# [Exercices]
1/ Dans l'extrait sur Fabienne Dumont, où celle-ci rentre-t-elle au lieu de descendre sur l'île ?
2/ Rédigez la suite de l'extrait sur Fabienne Dumont, en reprenant après sa dernière phrase.

# [Extrait cité]
%%

L’examen de chaque périple effectué par ces femmes permettrait de voir toutes les transformations intimes qui peuvent s’opérer au fil du temps, au fil des éloignements et des rapprochements. Le cas opposé — l’examen du seul personnage féminin qui ne fuit pas — est tout aussi parlant. La grand-mère Fabienne Dumont, avec sa rigidité qui a fait en sorte que tout le reste éclate — la cellule familiale, la rage de sa fille Stéphanie —, ne supporte aucun déplacement, comme si le moindre éloignement du foyer lui demandait d’endosser enfin les responsabilités qui lui incombent. Sur le traversier, devant le spectacle d’un couple se déchirant leur enfant, Fabienne réalise par cette confrontation douloureuse à l’autre qu’elle a toujours été incapable d’aider ses proches, ne parvenant au mieux qu’à les respecter dans la froideur, sur le quant-à-soi de sa fausse noblesse d’âme. Elle confesse, après que l’adolescente a tourné la tête vers elle, voyant à travers cette étrangère sa fille Stéphanie qu’elle a délaissée :

Je me suis enfuie dans la cale et enfermée dans ma voiture. […] Je ne suis pas descendue sur l’île. Je suis rentrée à Saint-Irénée. J’avais la fièvre. J’aurais dû lui dire : « Oui, oui, je veux bien que tu m’aides ! Aide-moi à sortir du carcan qui m’empêche de t’aider. Aide-moi à comprendre pourquoi je n’ai jamais rien pu faire […] pour aucun enfant captif, pour personne, jamais, ni pour mes propres enfants[18]. »

%%

# [Données]
%%

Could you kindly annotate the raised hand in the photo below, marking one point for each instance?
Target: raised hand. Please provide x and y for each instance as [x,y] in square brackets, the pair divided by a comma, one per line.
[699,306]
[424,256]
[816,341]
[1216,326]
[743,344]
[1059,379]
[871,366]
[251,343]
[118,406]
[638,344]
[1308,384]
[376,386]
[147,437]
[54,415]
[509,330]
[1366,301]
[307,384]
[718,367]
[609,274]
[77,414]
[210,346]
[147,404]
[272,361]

%%
%%

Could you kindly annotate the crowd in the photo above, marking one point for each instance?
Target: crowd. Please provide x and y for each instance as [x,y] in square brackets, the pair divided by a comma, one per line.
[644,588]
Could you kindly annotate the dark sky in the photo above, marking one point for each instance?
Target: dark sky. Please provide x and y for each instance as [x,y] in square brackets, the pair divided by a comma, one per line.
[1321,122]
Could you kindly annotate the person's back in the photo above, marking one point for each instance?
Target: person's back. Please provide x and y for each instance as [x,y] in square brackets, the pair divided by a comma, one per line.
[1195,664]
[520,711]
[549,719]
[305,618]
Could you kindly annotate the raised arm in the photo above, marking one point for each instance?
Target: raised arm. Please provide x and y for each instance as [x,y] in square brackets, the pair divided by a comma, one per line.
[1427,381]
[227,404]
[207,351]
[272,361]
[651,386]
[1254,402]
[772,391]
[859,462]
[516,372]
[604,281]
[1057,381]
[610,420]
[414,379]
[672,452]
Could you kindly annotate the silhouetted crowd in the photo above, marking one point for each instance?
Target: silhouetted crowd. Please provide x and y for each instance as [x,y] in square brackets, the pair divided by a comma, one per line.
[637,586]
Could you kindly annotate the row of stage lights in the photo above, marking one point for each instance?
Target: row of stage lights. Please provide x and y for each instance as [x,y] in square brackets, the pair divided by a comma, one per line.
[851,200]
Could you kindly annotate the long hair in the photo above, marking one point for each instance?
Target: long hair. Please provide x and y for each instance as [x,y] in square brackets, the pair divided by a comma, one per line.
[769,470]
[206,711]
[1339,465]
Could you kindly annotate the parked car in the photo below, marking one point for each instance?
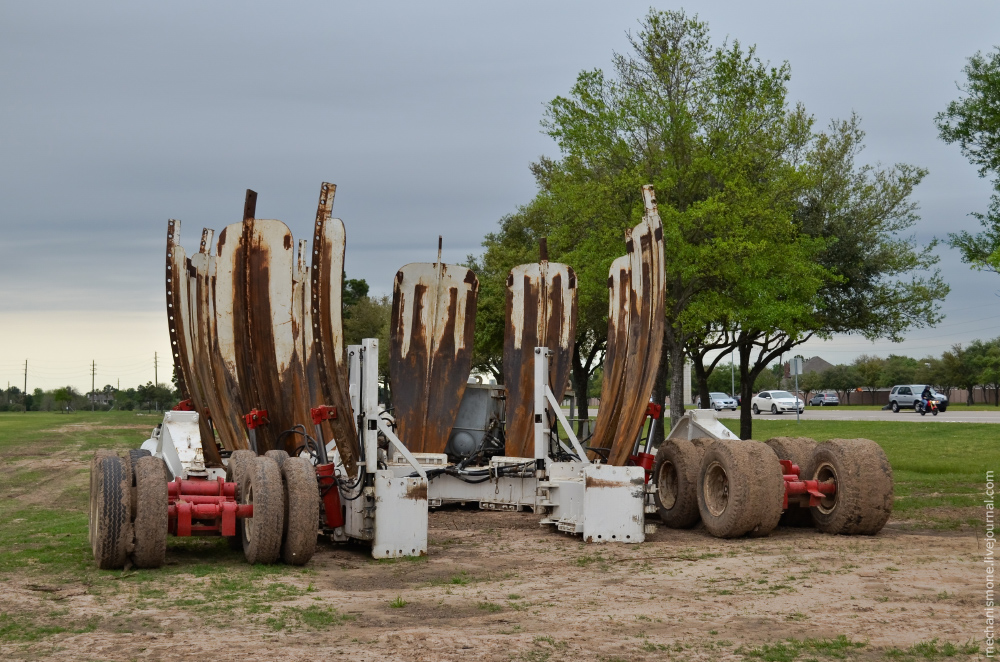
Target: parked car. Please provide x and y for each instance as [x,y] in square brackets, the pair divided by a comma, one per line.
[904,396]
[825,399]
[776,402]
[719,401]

%%
%%

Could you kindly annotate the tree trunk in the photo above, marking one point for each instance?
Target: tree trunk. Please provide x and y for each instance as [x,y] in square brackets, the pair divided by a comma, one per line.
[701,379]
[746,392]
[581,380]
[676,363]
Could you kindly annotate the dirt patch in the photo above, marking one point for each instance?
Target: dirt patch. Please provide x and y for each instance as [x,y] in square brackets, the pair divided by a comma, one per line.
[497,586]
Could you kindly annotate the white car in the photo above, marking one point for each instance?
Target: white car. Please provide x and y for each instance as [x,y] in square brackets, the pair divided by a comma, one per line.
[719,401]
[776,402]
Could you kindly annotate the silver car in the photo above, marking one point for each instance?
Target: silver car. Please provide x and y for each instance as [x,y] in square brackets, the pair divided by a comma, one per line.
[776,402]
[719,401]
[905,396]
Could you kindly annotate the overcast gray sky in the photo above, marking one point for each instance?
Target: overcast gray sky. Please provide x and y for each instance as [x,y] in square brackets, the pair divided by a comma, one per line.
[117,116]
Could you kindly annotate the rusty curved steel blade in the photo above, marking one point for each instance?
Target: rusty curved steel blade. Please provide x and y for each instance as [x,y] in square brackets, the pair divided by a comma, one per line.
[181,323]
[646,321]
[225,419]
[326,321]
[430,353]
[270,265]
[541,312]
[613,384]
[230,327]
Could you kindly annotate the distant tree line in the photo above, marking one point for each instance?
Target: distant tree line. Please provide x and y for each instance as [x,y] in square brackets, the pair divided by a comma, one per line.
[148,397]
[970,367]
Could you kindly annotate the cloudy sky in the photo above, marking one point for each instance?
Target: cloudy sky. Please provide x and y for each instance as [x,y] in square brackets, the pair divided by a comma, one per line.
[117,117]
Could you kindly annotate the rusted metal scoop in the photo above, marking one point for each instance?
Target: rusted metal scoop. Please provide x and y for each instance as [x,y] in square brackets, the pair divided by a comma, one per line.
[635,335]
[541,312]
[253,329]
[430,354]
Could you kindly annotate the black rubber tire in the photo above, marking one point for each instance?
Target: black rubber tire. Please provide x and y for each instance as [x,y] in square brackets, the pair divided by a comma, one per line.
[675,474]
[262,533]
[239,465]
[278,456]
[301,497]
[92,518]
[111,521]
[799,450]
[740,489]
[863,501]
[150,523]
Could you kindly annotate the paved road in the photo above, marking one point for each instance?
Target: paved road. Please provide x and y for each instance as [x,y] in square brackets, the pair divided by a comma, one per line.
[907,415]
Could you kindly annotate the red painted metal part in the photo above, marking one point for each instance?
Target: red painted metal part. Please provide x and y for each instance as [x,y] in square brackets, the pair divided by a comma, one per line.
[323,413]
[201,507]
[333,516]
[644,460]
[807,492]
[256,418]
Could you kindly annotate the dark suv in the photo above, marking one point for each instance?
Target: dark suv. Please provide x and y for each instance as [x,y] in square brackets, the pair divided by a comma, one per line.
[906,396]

%%

# [Corrigé]
1/ À Saint-Irénée.

2/
La fuite de son autre fille, Émilie, figure centrale de cette lignée, présente par contre un cas exemplaire de fuite opérante alors qu’elle quitte tout, au lendemain des événements du 11 septembre 2001, pour un séjour en clinique à Borigine. Collée aux événements qui s’installent dans l’Histoire, elle se détache de sa propre réalité par des évanouissements répétés, par une perte de mémoire de plus en plus prononcée. Ultimement, sa fuite tient, pourrait-on dire, dans la révélation de la fausseté de sa folie : la désertion de ses actes et autres troubles physiques n’étaient que le fruit de son propre « travail de scénarisation » et ce départ vers Borigine, qu’un prétexte pour aller — comme l’annonce la consonance du nom de la clinique — vers son lieu d’origine, aller vers ce lieu où elle n’a jamais vraiment vécu pour y rencontrer sa grand-mère Blanche, mais surtout pour connaître un peu mieux sa mère Fabienne et la réintégrer dans la famille. À Aiguebelle, chez ses parents, elle ose enfin poser à sa mère les questions qui lui ont toujours brûlé les lèvres, formuler les accusations qui lui ont toujours pesé, pour finir par s’enrouler autour des chevilles de sa mère et récupérer, par la révélation et l’adhésion, une enfance qu’elle a toujours nié. En somme, elle récupère par là son passé et, du coup, se récupère elle-même, alors que la souffrance puis la mort de Stéphanie sont enfin acceptées (ou du moins ramenées à la conscience) par Fabienne qui revit grâce à la fuite d’Émilie sa grande épreuve en répétant : « ma fille est morte ; ma fille est morte ». Ce passage d’Émilie, qui a laissé « des oh et des ah dans l’air[19] », met paradoxalement fin à des existences en suspens et confère une gravité à l’identité de chaque membre de la famille.

Aussi bien chez Hélène Lenoir que chez Suzanne Jacob, la fuite, loin d’être une manifestation de lâcheté comme on peut l’envisager a priori, montre une forme d’héroïsme alors qu’elle suture des filiations brisées. Puisque, comme l’affirme Philippe Forest, « le sens est d’abord de devenir soi-même » avant de poser quelque action que ce soit devant l’autre, l’être qui affirme enfin sa souveraine intégrité montre de fait une héroïque responsabilité : qui s’affirme ainsi se situe et s’expose. Ce n’est que dans cette mesure que peut se développer un lien, une communauté : répondre du prochain en répondant d’abord de soi.